→ **DIRECTIONS FOR THIS TASK**: The output should consist solely of the line containing "woman's face, imagine" and the lines that follow it through the end of the data below.

::: INFORMATION GIVEN :::

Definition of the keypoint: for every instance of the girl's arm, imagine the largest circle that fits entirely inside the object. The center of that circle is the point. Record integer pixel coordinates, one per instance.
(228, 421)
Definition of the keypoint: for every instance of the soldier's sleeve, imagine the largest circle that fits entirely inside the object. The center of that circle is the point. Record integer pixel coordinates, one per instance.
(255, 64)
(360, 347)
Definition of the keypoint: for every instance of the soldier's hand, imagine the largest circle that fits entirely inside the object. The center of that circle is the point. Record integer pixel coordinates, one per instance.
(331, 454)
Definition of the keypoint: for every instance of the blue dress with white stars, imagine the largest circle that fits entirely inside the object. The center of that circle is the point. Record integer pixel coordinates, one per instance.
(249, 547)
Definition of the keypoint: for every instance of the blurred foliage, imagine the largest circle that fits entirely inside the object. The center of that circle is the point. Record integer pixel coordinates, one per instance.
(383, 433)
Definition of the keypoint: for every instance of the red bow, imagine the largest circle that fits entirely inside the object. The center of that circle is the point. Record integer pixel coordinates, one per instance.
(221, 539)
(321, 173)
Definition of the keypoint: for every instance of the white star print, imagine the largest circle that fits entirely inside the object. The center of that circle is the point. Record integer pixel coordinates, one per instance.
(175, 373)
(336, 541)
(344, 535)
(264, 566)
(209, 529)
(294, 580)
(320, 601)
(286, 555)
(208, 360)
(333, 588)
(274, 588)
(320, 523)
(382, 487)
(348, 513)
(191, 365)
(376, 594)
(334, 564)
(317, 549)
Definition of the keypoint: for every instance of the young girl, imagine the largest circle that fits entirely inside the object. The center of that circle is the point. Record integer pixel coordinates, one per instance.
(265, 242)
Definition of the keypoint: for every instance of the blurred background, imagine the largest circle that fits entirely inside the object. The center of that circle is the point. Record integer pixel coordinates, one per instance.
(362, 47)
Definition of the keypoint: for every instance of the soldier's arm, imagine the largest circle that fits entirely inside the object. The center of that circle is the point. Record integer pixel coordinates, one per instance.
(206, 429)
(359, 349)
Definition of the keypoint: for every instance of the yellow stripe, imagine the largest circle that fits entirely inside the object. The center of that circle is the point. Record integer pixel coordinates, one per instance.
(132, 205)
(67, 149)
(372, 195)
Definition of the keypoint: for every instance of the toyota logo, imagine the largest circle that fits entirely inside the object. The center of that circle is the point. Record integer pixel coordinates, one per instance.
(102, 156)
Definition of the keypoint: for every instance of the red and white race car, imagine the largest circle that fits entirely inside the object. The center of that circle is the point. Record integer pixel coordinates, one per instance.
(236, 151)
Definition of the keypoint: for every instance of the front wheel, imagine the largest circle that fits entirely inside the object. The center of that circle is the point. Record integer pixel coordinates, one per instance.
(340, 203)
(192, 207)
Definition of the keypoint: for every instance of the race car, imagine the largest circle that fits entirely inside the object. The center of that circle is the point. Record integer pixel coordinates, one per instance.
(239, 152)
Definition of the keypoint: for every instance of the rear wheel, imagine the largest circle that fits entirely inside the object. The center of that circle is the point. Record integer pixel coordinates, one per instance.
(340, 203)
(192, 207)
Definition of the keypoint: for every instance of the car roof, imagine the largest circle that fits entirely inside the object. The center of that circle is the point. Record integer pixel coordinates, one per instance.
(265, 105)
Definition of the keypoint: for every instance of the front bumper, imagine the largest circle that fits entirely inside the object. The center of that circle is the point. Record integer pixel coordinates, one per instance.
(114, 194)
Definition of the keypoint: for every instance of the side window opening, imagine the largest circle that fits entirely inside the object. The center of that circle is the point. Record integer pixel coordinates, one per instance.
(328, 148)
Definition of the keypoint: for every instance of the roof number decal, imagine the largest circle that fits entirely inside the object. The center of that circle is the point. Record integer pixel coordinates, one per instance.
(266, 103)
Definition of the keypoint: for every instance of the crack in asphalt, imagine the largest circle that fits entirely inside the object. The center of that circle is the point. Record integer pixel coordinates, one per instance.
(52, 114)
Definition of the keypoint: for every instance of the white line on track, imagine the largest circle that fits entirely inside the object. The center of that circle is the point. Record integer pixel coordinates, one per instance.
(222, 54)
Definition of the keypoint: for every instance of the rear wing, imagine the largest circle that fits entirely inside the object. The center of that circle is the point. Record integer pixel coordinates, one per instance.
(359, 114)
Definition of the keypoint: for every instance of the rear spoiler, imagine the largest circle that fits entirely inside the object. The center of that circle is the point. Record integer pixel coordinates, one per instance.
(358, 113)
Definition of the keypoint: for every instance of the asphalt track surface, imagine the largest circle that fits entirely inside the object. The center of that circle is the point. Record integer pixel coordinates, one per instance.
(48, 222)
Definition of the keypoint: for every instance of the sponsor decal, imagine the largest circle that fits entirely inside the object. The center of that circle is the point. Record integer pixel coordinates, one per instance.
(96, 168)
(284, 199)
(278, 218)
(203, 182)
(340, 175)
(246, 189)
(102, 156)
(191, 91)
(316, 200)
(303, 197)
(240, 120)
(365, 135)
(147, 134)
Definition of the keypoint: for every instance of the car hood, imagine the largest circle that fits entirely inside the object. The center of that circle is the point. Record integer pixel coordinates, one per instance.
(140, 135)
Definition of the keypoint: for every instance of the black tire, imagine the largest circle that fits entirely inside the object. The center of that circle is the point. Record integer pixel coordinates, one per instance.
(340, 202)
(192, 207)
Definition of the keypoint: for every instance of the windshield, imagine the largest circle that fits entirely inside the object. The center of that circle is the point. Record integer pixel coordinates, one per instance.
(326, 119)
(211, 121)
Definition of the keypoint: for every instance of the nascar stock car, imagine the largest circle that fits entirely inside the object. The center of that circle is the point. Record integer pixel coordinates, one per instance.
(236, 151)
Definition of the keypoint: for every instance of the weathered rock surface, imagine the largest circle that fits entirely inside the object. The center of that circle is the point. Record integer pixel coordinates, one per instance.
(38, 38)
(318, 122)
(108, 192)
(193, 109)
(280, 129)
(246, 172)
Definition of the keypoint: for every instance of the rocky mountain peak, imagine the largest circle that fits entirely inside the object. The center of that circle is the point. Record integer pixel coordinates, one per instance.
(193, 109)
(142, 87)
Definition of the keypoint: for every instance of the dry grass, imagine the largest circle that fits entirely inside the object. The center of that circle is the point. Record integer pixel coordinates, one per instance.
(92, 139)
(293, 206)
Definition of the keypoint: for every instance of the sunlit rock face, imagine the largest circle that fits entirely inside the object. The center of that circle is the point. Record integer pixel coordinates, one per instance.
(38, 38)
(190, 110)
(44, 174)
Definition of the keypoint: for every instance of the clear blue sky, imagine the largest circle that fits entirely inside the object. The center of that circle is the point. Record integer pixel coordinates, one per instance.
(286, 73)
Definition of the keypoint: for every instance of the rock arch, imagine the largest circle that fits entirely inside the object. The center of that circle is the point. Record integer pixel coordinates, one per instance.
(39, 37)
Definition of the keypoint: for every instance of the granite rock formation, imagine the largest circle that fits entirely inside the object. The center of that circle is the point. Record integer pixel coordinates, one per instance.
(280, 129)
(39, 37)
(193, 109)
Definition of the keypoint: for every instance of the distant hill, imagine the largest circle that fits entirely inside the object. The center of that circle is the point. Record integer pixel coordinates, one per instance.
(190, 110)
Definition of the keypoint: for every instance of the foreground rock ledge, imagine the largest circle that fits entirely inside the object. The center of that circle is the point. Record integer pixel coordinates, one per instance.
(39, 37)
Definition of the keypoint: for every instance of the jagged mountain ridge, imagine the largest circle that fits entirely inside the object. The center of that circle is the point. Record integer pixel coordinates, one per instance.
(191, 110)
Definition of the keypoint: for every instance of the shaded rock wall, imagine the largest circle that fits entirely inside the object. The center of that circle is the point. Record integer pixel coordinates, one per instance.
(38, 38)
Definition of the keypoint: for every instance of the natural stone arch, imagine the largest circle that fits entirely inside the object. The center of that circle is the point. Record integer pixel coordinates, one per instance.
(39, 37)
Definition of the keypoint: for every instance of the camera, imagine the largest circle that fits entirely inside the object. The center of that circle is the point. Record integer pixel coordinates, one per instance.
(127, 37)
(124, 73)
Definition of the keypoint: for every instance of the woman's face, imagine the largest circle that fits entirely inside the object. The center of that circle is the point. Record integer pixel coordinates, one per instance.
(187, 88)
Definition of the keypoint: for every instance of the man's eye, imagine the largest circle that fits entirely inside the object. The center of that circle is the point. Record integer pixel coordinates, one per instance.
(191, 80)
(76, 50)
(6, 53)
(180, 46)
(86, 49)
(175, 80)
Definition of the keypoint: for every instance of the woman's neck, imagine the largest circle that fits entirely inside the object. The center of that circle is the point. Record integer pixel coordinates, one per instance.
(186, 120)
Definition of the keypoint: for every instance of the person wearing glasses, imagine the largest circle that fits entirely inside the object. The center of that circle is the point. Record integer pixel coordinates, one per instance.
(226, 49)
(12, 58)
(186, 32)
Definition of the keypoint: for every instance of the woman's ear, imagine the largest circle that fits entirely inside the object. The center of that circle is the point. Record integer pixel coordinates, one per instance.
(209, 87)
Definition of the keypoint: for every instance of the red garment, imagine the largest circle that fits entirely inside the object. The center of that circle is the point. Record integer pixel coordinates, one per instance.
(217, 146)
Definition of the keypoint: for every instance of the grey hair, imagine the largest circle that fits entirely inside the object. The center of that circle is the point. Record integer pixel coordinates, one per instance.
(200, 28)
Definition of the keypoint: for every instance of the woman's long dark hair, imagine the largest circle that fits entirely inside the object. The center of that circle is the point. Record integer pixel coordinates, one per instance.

:::

→ **WRITTEN RESPONSE**:
Definition of the keypoint: for every instance of the woman's face, imagine the largest circle that fits entirely inside the object. The center of that circle is the point. Record integer pixel coordinates, one per instance.
(187, 88)
Definition of the keypoint: for every instance of the man's eye, imagine the largest circle that fits entirely inside the object. The center of that circle is the point. Record integer pixel coordinates, one per instance.
(191, 80)
(76, 50)
(6, 53)
(180, 46)
(86, 49)
(175, 80)
Definition of the keypoint: for every instance of the woman's neck, imagine the largest circle that fits entirely inside the object. The center of that circle is the point. Record integer pixel coordinates, one per instance.
(186, 120)
Definition of the keypoint: for every instance of the person wearing glasses, imagine the largest circle that fits entirely inside the object. The center of that circle is the point. Record integer pixel coordinates, one per instance.
(226, 49)
(12, 58)
(186, 32)
Definition of the keypoint: for every instance of the woman's ear, imagine the largest circle that fits entirely inside the object. The center of that circle is the point. Record integer pixel coordinates, one per instance.
(209, 87)
Definition of the keypoint: for every instance of the red garment, imagine the largest circle that fits entirely inside the object. The center of that circle is the point. Record integer pixel coordinates, one per instance.
(217, 146)
Definition of the keypoint: for every instance of the grey hair, imagine the largest circle that fits entirely inside the object. The center of that circle is the point. Record integer pixel coordinates, one per instance.
(200, 28)
Definition of the keypoint: for every instance of the woman's long dark hair, imagine the largest circle that fits entirely inside the object. The center of that circle is the point. Record integer pixel coordinates, one per instance.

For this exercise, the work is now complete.